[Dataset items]
════

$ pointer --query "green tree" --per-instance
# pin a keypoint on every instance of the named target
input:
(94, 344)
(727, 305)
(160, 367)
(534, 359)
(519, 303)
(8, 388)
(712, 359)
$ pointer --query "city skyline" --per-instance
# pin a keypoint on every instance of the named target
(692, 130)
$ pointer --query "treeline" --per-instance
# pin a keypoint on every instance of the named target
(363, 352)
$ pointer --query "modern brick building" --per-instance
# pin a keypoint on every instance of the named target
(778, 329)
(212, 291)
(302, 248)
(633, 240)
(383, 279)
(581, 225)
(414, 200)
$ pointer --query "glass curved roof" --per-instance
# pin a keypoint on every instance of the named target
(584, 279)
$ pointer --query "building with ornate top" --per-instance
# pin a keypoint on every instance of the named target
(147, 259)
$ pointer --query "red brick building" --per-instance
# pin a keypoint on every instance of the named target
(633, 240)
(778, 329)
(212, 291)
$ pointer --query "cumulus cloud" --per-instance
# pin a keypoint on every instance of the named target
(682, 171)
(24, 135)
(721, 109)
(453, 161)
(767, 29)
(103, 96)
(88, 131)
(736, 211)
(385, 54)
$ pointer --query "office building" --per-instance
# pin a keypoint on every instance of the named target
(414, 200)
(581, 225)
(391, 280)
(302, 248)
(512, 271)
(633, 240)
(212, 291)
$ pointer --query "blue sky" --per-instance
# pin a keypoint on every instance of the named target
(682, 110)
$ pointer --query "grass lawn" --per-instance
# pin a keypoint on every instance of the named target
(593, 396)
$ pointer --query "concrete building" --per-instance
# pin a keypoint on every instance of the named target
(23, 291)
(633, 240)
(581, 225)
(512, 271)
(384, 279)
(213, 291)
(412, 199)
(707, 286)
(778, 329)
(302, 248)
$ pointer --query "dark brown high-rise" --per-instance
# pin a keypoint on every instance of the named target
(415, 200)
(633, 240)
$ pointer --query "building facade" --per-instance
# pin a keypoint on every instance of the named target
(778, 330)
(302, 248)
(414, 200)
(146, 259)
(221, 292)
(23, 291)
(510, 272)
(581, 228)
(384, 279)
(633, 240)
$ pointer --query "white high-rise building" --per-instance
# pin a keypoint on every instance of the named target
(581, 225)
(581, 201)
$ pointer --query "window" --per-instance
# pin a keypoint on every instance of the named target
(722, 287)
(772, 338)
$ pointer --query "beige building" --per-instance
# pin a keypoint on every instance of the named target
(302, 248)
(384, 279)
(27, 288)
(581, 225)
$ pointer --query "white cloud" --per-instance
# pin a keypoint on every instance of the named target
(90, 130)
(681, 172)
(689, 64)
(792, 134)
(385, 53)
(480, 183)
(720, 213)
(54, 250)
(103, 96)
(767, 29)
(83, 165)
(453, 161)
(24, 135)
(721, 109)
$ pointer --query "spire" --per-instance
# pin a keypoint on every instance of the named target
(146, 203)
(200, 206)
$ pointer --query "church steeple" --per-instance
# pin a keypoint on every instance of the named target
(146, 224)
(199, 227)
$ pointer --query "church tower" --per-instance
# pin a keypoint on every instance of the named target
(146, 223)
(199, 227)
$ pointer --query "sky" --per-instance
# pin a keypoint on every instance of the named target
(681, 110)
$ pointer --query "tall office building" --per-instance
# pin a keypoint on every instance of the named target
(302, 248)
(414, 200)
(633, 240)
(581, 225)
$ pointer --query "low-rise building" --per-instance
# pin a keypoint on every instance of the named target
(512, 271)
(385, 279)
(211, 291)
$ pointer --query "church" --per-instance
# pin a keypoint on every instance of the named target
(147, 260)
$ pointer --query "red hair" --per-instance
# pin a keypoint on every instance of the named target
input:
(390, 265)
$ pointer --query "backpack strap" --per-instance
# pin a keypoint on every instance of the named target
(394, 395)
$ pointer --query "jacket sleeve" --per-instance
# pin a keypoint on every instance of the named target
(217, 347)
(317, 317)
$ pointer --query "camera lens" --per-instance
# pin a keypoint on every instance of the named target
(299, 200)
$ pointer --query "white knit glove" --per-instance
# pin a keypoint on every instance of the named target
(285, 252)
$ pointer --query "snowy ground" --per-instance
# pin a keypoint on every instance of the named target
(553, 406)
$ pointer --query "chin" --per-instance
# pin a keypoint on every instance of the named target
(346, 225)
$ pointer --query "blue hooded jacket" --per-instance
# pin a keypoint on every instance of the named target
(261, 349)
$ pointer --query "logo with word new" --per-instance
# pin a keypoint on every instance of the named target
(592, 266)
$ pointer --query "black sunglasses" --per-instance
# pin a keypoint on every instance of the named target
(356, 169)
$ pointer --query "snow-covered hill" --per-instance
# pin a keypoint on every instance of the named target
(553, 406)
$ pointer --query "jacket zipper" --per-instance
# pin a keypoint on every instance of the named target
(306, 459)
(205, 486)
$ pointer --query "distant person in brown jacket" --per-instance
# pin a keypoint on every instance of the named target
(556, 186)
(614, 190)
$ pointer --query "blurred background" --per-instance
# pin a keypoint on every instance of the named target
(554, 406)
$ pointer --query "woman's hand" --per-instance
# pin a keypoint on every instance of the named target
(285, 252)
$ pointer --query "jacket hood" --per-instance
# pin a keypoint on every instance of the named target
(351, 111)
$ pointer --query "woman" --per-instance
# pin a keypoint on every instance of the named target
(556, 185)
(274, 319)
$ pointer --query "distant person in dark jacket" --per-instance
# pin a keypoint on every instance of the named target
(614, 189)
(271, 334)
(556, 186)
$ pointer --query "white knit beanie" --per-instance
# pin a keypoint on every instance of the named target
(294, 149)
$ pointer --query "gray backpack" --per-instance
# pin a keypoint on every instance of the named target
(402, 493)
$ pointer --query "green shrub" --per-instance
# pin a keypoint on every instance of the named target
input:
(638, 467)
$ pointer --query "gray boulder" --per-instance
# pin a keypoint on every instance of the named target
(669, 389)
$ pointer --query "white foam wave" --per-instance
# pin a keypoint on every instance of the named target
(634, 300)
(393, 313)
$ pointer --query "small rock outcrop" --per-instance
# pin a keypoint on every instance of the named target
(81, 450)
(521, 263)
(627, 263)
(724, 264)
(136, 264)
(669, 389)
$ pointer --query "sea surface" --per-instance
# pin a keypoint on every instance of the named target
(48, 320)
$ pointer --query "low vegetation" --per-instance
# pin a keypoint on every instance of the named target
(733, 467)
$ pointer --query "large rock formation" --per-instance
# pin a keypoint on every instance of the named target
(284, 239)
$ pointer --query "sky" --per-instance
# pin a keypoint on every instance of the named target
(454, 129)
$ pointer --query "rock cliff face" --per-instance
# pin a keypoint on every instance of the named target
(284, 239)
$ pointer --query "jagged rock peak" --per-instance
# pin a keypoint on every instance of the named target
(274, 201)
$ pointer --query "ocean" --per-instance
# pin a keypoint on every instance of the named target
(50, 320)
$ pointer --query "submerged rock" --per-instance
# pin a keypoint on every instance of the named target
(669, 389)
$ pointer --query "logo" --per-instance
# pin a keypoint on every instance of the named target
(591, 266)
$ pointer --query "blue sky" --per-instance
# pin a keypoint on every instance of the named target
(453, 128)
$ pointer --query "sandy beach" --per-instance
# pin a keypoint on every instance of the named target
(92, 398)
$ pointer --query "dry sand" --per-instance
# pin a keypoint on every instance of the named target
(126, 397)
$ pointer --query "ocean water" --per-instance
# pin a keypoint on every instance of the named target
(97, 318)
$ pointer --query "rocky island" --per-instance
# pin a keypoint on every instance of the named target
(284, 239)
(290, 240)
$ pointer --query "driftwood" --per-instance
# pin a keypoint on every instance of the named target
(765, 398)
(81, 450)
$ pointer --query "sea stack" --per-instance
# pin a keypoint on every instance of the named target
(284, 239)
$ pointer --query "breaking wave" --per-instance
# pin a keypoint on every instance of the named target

════

(WRITTEN TASK): How many lines above contain the string "logo"? Case counts, so match it exactly. Reply with only the number.

(SOLVED PROBLEM): 2